▶ Aim of the exercise
Extract all lines in the data that contain the word "decoration".

▶ Data records
------

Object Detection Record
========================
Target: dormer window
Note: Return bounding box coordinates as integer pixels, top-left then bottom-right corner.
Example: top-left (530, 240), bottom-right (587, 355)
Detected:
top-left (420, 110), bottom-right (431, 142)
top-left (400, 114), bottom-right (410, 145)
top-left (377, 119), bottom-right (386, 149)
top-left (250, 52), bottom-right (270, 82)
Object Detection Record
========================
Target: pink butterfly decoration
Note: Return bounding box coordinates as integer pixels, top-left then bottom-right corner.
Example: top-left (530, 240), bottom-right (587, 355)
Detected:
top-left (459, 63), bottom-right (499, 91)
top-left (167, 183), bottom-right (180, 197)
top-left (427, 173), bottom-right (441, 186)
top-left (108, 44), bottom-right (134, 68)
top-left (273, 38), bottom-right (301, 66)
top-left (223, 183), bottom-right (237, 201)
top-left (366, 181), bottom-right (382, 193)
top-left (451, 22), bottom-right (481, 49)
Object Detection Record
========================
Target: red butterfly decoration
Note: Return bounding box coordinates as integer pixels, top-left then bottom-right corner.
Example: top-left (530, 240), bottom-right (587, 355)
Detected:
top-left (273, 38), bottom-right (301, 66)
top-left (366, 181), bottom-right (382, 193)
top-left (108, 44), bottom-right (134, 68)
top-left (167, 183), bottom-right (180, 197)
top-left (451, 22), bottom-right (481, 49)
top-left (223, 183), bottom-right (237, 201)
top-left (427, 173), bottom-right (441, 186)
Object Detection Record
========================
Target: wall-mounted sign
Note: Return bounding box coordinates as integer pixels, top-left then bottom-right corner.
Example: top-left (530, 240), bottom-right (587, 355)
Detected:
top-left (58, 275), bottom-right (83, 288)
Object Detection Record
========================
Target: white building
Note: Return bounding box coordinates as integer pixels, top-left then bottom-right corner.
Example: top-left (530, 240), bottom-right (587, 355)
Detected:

------

▶ Result below
Target: pink butterfly decoration
Target: red butterfly decoration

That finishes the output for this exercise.